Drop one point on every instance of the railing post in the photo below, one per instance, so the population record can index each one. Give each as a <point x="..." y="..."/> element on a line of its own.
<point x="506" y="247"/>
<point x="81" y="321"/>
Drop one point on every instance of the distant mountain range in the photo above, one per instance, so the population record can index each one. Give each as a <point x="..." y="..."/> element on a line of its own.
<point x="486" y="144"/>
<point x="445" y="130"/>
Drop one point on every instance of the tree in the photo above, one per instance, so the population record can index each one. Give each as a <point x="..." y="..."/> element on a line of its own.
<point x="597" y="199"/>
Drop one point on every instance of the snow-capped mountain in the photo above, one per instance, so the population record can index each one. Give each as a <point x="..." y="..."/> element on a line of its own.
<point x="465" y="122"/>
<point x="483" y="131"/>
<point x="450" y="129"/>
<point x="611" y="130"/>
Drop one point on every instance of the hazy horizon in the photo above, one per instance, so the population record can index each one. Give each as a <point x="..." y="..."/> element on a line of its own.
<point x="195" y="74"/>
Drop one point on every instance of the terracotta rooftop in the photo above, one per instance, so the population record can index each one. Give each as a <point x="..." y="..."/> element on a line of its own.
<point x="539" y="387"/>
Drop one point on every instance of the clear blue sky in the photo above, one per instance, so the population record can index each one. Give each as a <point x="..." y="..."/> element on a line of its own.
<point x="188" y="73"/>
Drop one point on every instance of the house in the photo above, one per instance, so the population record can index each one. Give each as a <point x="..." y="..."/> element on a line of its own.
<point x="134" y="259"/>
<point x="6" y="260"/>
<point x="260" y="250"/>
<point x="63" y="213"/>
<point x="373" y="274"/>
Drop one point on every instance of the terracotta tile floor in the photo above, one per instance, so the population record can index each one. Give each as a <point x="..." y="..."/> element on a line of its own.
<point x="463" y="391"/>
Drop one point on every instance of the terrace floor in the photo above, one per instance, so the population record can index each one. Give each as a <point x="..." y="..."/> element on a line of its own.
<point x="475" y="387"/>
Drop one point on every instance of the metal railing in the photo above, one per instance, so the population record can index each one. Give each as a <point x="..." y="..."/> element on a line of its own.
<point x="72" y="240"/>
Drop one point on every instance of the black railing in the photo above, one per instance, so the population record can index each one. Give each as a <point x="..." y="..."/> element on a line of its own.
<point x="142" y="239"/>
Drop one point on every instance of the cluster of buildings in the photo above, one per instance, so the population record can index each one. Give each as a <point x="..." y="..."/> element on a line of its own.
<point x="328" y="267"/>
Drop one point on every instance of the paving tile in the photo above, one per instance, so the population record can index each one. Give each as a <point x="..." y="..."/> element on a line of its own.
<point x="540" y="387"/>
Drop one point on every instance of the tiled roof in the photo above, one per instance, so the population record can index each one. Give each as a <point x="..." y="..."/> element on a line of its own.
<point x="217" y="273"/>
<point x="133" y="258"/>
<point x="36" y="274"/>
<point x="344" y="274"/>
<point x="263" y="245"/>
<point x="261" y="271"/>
────────────────────────────────────────
Work to complete
Repeat the entries above verbatim.

Reply
Drop one point on every instance of the railing post in the photo below, one per instance, so the population record can index each one. Give each as a <point x="..." y="..."/> element on a line of its own.
<point x="506" y="247"/>
<point x="81" y="321"/>
Drop one point on every instance of the distant mountain range in the photo above, one per instance, so the population record can index each one. Give each as a <point x="..." y="..."/> element on a line of its own.
<point x="486" y="144"/>
<point x="445" y="130"/>
Drop one point on every instance of the tree in the photo above, one per instance, so the population record can index each one. Give each as a <point x="..." y="..."/> element on a line of its own.
<point x="597" y="199"/>
Drop one point on every instance of the snow-capped mountain in the photo above, one per instance, so the population record can index each one. Give each as a <point x="..." y="..."/> element on a line of its own.
<point x="465" y="122"/>
<point x="483" y="131"/>
<point x="450" y="129"/>
<point x="611" y="130"/>
Drop one point on every instance of the hazy horizon in the photo above, one per instance, so the population record can index each one. Give each as a <point x="..." y="..."/> element on a line of its own.
<point x="195" y="74"/>
Drop one point on every instance of the terracotta rooftop in the photo above, one per instance, so the population record can index each one. Give each as a <point x="..." y="..."/> element on a line of its own.
<point x="539" y="387"/>
Drop one point on every instance of the clear blue sky in the photo above, one per instance, so the population record can index each one. Give each as a <point x="..." y="..."/> element on a line of its own.
<point x="188" y="73"/>
Drop one point on every instance of the house in the photo above, one per instance, so the population record can index each one. Give each as a <point x="..." y="..."/> element on a line of its own.
<point x="134" y="259"/>
<point x="6" y="260"/>
<point x="260" y="250"/>
<point x="63" y="213"/>
<point x="373" y="274"/>
Drop one point on every instance of the terracotta tile floor in the photo above, one per instance, so the population record can index each one. Give each as a <point x="..." y="..."/> element on a line of its own.
<point x="463" y="391"/>
Drop one point on every instance of the terrace floor in the photo above, one per instance, so the population record can index each one. Give each as a <point x="..." y="..."/> element on a line of its own.
<point x="475" y="387"/>
Drop one point on every instance of the metal railing in the photo above, one per instance, so the population record can index each one. Give each as a <point x="..." y="..."/> element on a line of its own.
<point x="72" y="240"/>
Drop one point on every instance of the black railing in the photo above, one per instance, so the population record can index each one. Give each as a <point x="..." y="..."/> element on a line of its own.
<point x="142" y="239"/>
Drop one point on every instance of the cluster of buildings in the photo above, one per instance, so the population record can index each one. Give each as a <point x="..." y="..."/> element on a line of its own.
<point x="328" y="267"/>
Drop one point on every instance of the paving tile in the photo above, one per instance, so the population record can index each one. Give each as a <point x="..." y="..."/> element on a line of its own.
<point x="540" y="387"/>
Drop one point on every instance of the tiled roof in the photo above, one per instance, so the population record can index each one. Give each as a <point x="..." y="..."/> element on a line of its own.
<point x="217" y="273"/>
<point x="133" y="258"/>
<point x="36" y="274"/>
<point x="344" y="274"/>
<point x="263" y="245"/>
<point x="261" y="271"/>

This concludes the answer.